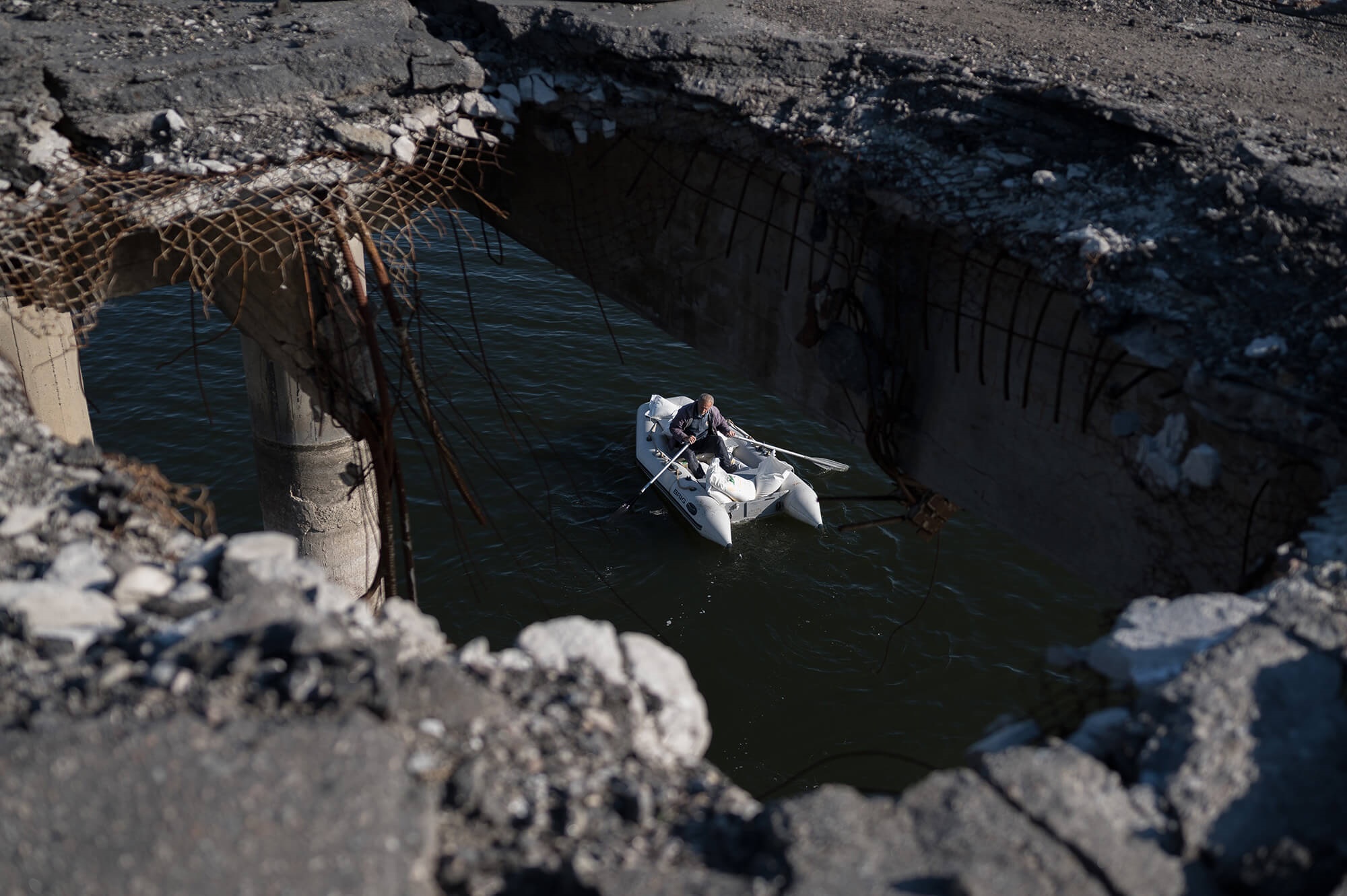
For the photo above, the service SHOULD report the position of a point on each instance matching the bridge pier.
(41, 346)
(312, 474)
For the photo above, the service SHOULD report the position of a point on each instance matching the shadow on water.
(783, 631)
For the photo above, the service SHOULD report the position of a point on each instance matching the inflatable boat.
(762, 485)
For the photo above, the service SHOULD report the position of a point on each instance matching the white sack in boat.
(662, 407)
(771, 475)
(735, 487)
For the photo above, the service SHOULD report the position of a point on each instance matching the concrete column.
(315, 479)
(41, 346)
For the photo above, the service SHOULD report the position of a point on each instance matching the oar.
(822, 462)
(628, 505)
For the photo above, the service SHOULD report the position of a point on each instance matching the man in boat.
(701, 424)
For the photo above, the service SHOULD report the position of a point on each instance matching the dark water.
(785, 631)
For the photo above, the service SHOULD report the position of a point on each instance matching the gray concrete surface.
(247, 734)
(1042, 236)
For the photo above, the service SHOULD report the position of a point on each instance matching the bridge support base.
(41, 346)
(316, 481)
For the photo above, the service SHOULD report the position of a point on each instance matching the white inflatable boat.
(764, 485)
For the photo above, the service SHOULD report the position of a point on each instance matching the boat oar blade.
(628, 505)
(618, 513)
(825, 463)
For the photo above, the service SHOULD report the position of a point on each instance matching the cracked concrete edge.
(906, 153)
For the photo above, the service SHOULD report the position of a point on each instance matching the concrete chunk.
(60, 613)
(447, 69)
(1251, 762)
(21, 520)
(558, 642)
(682, 722)
(81, 565)
(142, 583)
(181, 808)
(257, 557)
(363, 137)
(1085, 804)
(1155, 637)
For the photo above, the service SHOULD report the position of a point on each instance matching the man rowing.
(700, 423)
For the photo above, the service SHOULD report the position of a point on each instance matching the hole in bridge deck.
(783, 633)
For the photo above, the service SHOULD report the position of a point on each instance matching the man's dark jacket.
(686, 423)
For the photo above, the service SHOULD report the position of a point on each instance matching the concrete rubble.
(242, 727)
(208, 716)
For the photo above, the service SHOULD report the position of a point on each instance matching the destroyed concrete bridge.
(1077, 267)
(1090, 291)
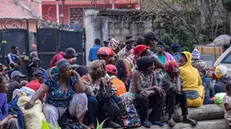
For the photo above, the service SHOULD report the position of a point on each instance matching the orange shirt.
(119, 85)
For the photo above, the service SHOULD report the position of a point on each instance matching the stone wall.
(114, 24)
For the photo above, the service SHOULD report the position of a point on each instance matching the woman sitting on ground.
(97, 89)
(172, 85)
(192, 83)
(147, 94)
(222, 79)
(63, 91)
(6, 121)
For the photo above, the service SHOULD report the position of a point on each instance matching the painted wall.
(105, 27)
(9, 24)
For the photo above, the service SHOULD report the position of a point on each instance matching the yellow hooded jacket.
(190, 76)
(192, 81)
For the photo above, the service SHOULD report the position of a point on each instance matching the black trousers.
(172, 98)
(155, 102)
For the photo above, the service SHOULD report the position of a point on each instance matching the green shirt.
(162, 60)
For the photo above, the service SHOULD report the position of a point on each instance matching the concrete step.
(204, 112)
(209, 124)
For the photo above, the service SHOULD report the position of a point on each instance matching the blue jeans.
(116, 99)
(92, 108)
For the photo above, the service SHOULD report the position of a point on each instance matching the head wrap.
(63, 63)
(161, 43)
(97, 68)
(82, 70)
(200, 65)
(110, 68)
(105, 51)
(221, 71)
(196, 54)
(176, 47)
(139, 49)
(113, 44)
(171, 66)
(145, 62)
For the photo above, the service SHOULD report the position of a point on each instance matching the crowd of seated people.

*PROBLEM DESCRIPTION:* Would you transcribe each of the entries exactly, skipping the pictures?

*SOLUTION TO THIS PROBLEM:*
For the photo above, the service SHOULD report the position of a point on each instance matching the bridge pier.
(41, 346)
(312, 474)
For the photo above, the service SHOULD report the position of a point on each instance matching the shadow on water.
(783, 631)
For the photo above, the service SHOULD report the position of a point on each instance matching the inflatable boat.
(762, 485)
For the photo above, the service SHOULD report the position of a point on each instance matching the white sack in boat.
(662, 407)
(771, 475)
(735, 487)
For the photo above, the service SHOULD report the position of a point on each instance matching the concrete column.
(315, 479)
(41, 346)
For the photo above, the service SHOULD report the position of a point on each instance matching the oar.
(822, 462)
(628, 505)
For the photo above, the service SHOULD report the position of a point on each instance matching the man in boat.
(701, 424)
For the photo above, the service SHOULD report the position of a point on each instance matching the dark water.
(785, 631)
For the photo above, the service SHOULD report the position of a point on each instance matching the gray concrete surface.
(247, 734)
(1042, 236)
For the photo above, the service SHOULD report the position of a point on each instance matching the bridge support base.
(41, 346)
(316, 481)
For the photo above, the service SHOULD report the position of a point on each instance matching the white inflatable boat.
(764, 485)
For the photo above, the service SHOULD report the position of a point on each instance matching the boat oar blade.
(628, 505)
(618, 513)
(825, 463)
For the photo above, the service SHOULD report the position of a point on each instance matching the cracked concrete edge.
(906, 153)
For the photo above, the service SHOULD report the position of a point on each instance matching the concrete chunk.
(60, 613)
(447, 69)
(1251, 762)
(21, 520)
(558, 642)
(682, 722)
(81, 565)
(142, 583)
(181, 808)
(257, 557)
(363, 137)
(1085, 804)
(1155, 637)
For the photo above, the service SHOULD report the position of a point on each instance matching the man rowing.
(700, 423)
For the photo above, the service SHOULD report the position of a point on each instance matching the hole in bridge deck.
(783, 633)
For the photo above, the service SHOULD report the position of a point on each instance matching the man's dark jacket.
(686, 423)
For the photo above, the service SHOULD report the position of a point on each instance matching the concrete rubble.
(242, 727)
(208, 716)
For the photo above, the service SHOULD report the position of a point on each instance matching the destroyed concrete bridge.
(1077, 267)
(1090, 291)
For the photo above, the service SHOULD report the position of a point on each instance matching the orange shirt.
(119, 85)
For the photo above, the service SHOULD report the position of a point on each instance matching the stone wall.
(114, 24)
For the photo above, the service SHOULD report the position of a point on each instance matching the woman sitting on ground.
(97, 89)
(172, 85)
(192, 83)
(147, 94)
(222, 79)
(63, 91)
(6, 121)
For the photo above, the service SHOULD report the position of a point on each instance matching the painted wall.
(105, 27)
(9, 24)
For the photo above, the service SHOULD report the position of a point on each instance matching the yellow hooded jacket.
(190, 76)
(192, 81)
For the photo above, the service SHOULD report the position of a point on each instance matching the black trousers.
(172, 98)
(155, 102)
For the photo above, the service SHOULD report the position of a point on each instance matching the green shirt.
(162, 60)
For the photo above, the service SHOULD report the position of a point on each instance matching the concrete step.
(204, 112)
(209, 124)
For the photo above, the service SHOULD report the position of a point on each instance matching the blue jeans.
(116, 99)
(92, 108)
For the photo above, the service SHOULD report the position of a point on each instance matching the head wrap.
(63, 63)
(161, 43)
(97, 68)
(82, 70)
(200, 65)
(110, 68)
(105, 51)
(221, 71)
(196, 54)
(176, 47)
(139, 49)
(113, 44)
(171, 66)
(145, 62)
For the photo above, the service SHOULD report the position of a point on each instance matching the crowd of seated people.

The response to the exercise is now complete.